-- Exercise --
Beginning at the line that includes "phrase -- window", return each line exactly through the end of the listing, and no line before it.

-- Provided information --
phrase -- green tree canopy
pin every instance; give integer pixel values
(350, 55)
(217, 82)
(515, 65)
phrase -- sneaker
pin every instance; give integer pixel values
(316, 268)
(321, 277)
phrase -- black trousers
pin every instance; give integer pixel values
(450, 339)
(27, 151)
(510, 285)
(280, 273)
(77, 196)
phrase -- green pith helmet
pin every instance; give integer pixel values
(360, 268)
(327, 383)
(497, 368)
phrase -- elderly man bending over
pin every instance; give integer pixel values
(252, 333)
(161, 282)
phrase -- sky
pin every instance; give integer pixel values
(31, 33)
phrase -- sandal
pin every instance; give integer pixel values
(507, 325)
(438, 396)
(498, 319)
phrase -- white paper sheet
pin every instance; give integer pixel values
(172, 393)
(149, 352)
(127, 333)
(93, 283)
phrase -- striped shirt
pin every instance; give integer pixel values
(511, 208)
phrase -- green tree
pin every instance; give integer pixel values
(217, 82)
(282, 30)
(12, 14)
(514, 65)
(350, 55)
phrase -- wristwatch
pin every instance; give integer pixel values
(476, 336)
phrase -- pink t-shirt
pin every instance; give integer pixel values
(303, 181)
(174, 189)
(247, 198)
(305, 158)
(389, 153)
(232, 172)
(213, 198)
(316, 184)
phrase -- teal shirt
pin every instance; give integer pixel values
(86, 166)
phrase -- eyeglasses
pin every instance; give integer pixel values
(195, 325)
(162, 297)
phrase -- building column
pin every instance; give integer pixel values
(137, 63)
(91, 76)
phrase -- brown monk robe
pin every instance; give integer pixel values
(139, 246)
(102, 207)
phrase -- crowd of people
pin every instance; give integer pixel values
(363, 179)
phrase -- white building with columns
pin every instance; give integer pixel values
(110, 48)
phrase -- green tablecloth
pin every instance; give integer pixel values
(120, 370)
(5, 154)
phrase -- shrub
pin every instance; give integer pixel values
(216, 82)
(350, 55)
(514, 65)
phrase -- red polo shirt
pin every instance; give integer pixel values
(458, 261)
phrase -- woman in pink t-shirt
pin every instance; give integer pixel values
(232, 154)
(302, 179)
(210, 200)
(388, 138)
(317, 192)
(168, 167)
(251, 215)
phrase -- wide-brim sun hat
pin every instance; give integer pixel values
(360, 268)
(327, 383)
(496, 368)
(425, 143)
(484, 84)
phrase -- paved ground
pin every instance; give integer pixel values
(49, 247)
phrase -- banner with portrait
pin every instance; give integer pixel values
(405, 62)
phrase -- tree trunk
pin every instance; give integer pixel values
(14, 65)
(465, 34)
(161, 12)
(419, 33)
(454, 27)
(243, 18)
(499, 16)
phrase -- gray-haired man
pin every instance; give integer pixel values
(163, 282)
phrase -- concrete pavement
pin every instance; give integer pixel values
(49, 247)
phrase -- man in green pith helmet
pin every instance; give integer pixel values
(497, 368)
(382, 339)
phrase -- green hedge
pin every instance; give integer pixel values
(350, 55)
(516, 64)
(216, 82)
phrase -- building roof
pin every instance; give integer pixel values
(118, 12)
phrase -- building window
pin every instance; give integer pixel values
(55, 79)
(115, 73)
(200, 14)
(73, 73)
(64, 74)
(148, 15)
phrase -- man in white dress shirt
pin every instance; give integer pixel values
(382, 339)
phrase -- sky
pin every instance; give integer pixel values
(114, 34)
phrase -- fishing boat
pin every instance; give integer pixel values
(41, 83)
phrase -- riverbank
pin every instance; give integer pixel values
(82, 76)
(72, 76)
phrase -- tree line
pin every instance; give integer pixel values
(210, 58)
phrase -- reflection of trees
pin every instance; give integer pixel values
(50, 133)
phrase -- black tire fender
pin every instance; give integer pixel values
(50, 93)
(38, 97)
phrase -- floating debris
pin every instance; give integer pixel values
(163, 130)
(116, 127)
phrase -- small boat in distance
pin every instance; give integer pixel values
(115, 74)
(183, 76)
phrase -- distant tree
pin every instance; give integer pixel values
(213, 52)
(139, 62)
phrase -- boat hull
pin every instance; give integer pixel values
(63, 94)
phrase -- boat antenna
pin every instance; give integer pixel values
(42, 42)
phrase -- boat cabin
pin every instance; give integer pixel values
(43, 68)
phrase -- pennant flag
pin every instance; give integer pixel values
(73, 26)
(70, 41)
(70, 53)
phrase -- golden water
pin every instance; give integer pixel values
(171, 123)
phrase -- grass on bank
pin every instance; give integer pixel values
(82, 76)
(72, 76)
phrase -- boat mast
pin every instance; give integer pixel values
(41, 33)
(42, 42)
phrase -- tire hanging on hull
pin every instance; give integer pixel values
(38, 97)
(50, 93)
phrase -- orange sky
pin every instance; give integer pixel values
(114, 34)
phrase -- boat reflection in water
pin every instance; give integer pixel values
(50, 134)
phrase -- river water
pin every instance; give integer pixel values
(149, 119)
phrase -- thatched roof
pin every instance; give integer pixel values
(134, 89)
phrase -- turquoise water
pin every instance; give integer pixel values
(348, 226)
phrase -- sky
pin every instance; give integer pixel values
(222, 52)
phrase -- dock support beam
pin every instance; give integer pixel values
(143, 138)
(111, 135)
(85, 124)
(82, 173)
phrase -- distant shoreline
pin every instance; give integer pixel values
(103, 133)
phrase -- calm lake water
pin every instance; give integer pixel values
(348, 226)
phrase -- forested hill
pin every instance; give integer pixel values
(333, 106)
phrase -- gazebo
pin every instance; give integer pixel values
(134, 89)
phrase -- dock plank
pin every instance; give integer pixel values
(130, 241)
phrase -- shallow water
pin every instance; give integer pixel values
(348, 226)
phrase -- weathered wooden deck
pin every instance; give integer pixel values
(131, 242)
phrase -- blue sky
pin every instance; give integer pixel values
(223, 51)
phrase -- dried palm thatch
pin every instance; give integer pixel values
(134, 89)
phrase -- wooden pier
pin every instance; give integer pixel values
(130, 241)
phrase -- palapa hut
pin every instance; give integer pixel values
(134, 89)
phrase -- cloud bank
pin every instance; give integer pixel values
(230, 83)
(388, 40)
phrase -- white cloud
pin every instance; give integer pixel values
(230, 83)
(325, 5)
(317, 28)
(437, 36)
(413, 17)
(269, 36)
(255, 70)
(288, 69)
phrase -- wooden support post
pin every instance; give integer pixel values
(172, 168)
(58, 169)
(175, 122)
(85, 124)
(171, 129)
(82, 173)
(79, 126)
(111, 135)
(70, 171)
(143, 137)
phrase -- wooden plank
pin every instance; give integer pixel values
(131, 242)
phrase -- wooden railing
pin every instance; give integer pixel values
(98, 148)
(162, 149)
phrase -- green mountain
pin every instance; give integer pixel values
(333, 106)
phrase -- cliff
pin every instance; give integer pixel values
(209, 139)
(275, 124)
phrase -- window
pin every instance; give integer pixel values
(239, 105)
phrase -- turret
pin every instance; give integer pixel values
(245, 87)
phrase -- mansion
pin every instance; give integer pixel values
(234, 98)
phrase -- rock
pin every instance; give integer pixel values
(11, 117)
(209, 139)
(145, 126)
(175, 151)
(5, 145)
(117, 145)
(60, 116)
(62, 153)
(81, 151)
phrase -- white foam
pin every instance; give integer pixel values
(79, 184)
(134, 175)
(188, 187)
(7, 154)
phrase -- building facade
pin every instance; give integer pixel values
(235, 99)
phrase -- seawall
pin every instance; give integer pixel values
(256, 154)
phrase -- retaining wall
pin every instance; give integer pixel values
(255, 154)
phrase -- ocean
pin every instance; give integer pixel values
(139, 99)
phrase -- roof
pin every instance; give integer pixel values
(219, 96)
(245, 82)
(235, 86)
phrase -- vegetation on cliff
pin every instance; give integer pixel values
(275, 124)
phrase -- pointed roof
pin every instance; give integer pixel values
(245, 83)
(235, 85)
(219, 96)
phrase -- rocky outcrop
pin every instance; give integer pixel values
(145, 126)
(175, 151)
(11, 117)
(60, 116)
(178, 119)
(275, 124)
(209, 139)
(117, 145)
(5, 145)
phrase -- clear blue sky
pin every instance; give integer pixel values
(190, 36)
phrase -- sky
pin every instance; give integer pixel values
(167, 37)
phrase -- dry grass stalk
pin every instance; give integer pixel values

-- Output --
phrase -- window
pin every instance; give integer pixel values
(239, 105)
phrase -- turret
pin every instance; give integer pixel values
(245, 87)
phrase -- mansion
pin every instance; give integer pixel values
(234, 98)
phrase -- rock
pin every instance; give integer pixel values
(11, 117)
(209, 139)
(145, 126)
(175, 151)
(5, 145)
(117, 145)
(60, 116)
(62, 153)
(81, 151)
phrase -- white foam
pin every instance; give integer pixel values
(79, 184)
(134, 175)
(188, 187)
(7, 154)
phrase -- building facade
pin every instance; give integer pixel values
(235, 99)
phrase -- seawall
pin every instance; give integer pixel values
(256, 154)
phrase -- retaining wall
pin every instance; give integer pixel values
(255, 154)
phrase -- ocean
pin every instance; give integer pixel values
(139, 99)
phrase -- roof
pin every instance; give integer pixel values
(219, 96)
(245, 82)
(235, 86)
phrase -- vegetation on cliff
pin every instance; give integer pixel values
(275, 124)
phrase -- pointed roof
pin every instance; give integer pixel values
(245, 83)
(235, 85)
(219, 96)
phrase -- rocky outcrop
pin every instance; give integer pixel values
(145, 126)
(175, 151)
(11, 117)
(60, 116)
(178, 119)
(275, 124)
(209, 139)
(117, 145)
(5, 145)
phrase -- clear blue sky
pin every instance; give integer pixel values
(190, 36)
phrase -- sky
pin every instance; give integer pixel values
(167, 37)
phrase -- dry grass stalk
pin every instance; give integer pixel values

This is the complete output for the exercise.